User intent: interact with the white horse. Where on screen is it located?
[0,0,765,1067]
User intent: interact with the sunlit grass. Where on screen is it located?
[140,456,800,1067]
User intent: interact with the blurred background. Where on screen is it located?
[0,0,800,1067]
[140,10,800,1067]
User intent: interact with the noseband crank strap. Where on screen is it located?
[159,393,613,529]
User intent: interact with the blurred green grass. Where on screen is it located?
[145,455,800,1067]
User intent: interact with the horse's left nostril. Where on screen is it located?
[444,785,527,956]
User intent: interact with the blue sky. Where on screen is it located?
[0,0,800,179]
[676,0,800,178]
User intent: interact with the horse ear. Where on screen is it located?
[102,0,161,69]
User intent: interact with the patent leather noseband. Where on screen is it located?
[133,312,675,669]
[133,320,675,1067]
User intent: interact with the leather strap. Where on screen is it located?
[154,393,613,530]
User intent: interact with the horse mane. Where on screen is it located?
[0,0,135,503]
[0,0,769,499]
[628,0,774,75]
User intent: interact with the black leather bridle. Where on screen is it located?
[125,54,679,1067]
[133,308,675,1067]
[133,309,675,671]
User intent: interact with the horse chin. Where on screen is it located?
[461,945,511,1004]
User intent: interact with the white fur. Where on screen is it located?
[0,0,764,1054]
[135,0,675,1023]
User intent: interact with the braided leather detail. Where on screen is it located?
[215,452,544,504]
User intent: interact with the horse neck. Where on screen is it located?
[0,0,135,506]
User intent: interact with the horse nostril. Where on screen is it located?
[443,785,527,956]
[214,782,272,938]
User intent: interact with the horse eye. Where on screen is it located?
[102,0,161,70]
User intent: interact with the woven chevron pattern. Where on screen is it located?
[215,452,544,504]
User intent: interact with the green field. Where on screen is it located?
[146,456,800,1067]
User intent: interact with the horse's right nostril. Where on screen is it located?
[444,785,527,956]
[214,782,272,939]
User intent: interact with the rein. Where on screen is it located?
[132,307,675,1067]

- - - - -

## Given request:
Please put every line of the entries above, from the line containing "User intent: interact with the sunlit" down to the line containing "[102,0,161,69]", both included, into a JSON list of strings with one string per line and blank lines left out.

## Final answer:
[
  "User intent: interact with the sunlit grass. Where on screen is it located?",
  "[140,456,800,1067]",
  "User intent: interact with the blurred background. Where on screen is it located?",
  "[0,0,800,1067]",
  "[140,10,800,1067]",
  "User intent: interact with the noseband crank strap. Where on screen is it located?",
  "[159,393,613,529]",
  "User intent: interact with the blurred green grass. Where on screen is it located?",
  "[145,455,800,1067]",
  "User intent: interact with the horse's left nostril. Where on screen is it located?",
  "[444,785,527,956]",
  "User intent: interact with the blue sky. Where on screen is it located?",
  "[0,0,800,179]",
  "[676,0,800,178]",
  "User intent: interact with the horse ear. Where on screen is it located?",
  "[102,0,161,69]"
]